Text-to-region grounding data
——
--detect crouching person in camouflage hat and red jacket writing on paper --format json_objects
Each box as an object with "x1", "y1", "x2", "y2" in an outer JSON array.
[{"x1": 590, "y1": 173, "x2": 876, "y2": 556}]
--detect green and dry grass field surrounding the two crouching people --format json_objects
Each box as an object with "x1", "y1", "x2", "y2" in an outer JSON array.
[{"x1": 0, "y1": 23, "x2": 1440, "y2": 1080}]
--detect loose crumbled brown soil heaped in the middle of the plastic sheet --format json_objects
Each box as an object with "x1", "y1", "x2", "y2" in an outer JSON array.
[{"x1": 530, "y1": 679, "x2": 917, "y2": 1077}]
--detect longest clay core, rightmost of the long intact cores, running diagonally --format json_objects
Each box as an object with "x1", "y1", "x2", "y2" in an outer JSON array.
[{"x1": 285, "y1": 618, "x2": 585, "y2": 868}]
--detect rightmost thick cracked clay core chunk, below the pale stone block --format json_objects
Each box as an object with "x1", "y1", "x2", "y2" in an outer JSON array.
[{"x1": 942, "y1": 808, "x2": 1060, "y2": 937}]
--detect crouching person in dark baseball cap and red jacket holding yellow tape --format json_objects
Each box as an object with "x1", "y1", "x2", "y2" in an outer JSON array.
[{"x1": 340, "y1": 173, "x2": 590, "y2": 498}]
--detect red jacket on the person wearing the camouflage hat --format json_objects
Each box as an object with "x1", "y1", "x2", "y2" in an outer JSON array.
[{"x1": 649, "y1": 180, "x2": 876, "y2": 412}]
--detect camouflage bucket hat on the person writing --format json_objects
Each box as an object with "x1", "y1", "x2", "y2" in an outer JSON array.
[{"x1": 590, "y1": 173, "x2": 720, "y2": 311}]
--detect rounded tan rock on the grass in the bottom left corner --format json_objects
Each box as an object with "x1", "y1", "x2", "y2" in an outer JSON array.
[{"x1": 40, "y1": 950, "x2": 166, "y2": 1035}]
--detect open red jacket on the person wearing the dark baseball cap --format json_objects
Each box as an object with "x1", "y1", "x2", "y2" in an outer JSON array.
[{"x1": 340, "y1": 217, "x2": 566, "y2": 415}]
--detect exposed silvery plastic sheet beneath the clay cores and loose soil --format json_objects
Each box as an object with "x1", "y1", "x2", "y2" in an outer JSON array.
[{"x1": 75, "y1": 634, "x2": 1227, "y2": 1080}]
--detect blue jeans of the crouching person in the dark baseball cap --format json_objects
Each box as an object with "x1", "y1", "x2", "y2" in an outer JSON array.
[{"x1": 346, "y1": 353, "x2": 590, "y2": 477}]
——
--- What you have to do ---
Write out each line of the data above again, exactly as given.

--- Your solution ---
--detect crouching person in camouflage hat and red jacket writing on paper --format json_objects
Each box as an object with "x1", "y1", "x2", "y2" in an outer JSON array.
[{"x1": 590, "y1": 173, "x2": 876, "y2": 556}]
--detect green and dry grass field surrounding the two crouching people --format json_objects
Each box as an object with "x1", "y1", "x2", "y2" in an outer JSON array.
[{"x1": 0, "y1": 23, "x2": 1440, "y2": 1080}]
--detect loose crumbled brown soil heaped in the middle of the plastic sheet --format json_objects
Each box as an object with "x1", "y1", "x2", "y2" in an outer JSON array.
[{"x1": 530, "y1": 679, "x2": 917, "y2": 1077}]
--detect longest clay core, rightmost of the long intact cores, running diagonally --format json_objects
Each box as an object with "x1", "y1", "x2", "y2" in an outer JSON array.
[{"x1": 285, "y1": 618, "x2": 585, "y2": 868}]
--detect rightmost thick cracked clay core chunk, below the pale stone block --format json_objects
Each box as an object with "x1", "y1", "x2", "y2" in an outer JSON array.
[{"x1": 942, "y1": 808, "x2": 1060, "y2": 937}]
--detect crouching person in dark baseball cap and red jacket holding yellow tape --format json_objects
Each box as an object with "x1", "y1", "x2", "y2" in an outer JSON array.
[{"x1": 340, "y1": 173, "x2": 590, "y2": 498}]
--detect red jacket on the person wearing the camouflage hat --format json_objects
Each box as an object with "x1", "y1", "x2", "y2" in an outer JSON array.
[{"x1": 649, "y1": 180, "x2": 876, "y2": 412}]
--detect camouflage bucket hat on the person writing --format json_objects
Each box as an object with "x1", "y1", "x2", "y2" in an outer JSON array.
[{"x1": 590, "y1": 173, "x2": 720, "y2": 311}]
--detect rounded tan rock on the grass in the bottom left corner --format json_objects
Each box as an object with "x1", "y1", "x2", "y2" in an outer JSON array.
[{"x1": 40, "y1": 950, "x2": 166, "y2": 1035}]
--detect open red jacket on the person wearing the dark baseball cap --format json_objects
Each box as an object with "x1", "y1", "x2", "y2" in an outer JSON array.
[{"x1": 340, "y1": 217, "x2": 566, "y2": 415}]
--detect exposed silvery plastic sheet beneath the clay cores and loose soil --format json_objects
Each box as an object with "x1", "y1", "x2", "y2" in an outer JSON array.
[{"x1": 75, "y1": 634, "x2": 1227, "y2": 1080}]
--detect blue jeans of the crouching person in the dark baseball cap --format json_objects
Each box as an object with "x1", "y1", "x2", "y2" in an outer JSON array.
[{"x1": 346, "y1": 353, "x2": 590, "y2": 477}]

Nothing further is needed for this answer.